▶ **Exercise goal**
Tally the lines of the records below that contain the string "white", treating uppercase and lowercase as different, and reply with only the number.

##### Supplied records #####

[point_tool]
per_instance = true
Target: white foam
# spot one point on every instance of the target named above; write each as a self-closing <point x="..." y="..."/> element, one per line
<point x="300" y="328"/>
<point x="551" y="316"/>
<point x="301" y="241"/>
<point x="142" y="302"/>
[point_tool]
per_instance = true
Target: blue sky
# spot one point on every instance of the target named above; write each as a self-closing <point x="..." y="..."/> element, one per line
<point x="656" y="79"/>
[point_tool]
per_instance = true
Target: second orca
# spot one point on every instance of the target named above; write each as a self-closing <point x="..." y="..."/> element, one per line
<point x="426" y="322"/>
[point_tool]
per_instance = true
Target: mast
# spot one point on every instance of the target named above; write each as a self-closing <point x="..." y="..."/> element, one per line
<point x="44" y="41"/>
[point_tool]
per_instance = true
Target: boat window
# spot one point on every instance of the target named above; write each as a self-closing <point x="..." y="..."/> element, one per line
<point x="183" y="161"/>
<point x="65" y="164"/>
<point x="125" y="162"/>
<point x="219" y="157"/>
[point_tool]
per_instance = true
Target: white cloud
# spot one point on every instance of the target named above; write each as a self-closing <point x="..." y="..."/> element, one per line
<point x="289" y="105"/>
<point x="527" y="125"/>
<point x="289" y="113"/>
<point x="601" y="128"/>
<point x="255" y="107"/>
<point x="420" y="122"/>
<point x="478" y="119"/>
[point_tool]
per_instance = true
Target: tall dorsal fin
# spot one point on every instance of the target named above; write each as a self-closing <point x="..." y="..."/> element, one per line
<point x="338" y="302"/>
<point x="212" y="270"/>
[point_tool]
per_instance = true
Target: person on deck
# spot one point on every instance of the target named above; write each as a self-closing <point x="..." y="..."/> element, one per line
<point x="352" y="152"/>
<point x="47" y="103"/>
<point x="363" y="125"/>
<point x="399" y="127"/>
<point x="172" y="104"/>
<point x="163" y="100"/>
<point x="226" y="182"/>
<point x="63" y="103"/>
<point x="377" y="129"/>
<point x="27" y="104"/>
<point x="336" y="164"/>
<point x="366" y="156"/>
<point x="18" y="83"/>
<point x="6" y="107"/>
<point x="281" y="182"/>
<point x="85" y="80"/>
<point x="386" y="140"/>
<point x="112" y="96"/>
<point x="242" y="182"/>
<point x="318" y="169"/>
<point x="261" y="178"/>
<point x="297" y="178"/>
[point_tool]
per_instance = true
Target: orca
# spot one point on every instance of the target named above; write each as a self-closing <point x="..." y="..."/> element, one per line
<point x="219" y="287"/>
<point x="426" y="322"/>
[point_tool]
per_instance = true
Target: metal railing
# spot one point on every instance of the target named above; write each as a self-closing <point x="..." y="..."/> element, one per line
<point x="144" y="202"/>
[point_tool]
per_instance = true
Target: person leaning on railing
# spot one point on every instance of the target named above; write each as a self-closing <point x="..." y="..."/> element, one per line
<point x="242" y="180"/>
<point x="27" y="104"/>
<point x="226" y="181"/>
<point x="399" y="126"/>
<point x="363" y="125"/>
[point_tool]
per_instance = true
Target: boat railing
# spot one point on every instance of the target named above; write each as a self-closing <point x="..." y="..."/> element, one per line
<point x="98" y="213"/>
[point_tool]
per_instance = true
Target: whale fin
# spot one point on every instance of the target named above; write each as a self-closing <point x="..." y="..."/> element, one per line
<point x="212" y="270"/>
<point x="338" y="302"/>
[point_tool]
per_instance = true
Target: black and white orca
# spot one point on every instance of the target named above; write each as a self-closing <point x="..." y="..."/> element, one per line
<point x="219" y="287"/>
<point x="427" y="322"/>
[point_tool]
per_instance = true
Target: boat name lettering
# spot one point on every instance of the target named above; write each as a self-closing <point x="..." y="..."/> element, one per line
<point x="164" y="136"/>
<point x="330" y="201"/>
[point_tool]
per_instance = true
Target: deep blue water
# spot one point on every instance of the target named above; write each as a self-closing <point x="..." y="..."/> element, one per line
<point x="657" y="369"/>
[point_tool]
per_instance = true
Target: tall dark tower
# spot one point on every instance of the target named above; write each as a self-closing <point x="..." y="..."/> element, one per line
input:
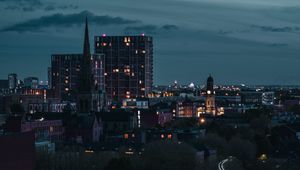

#####

▶ **The result**
3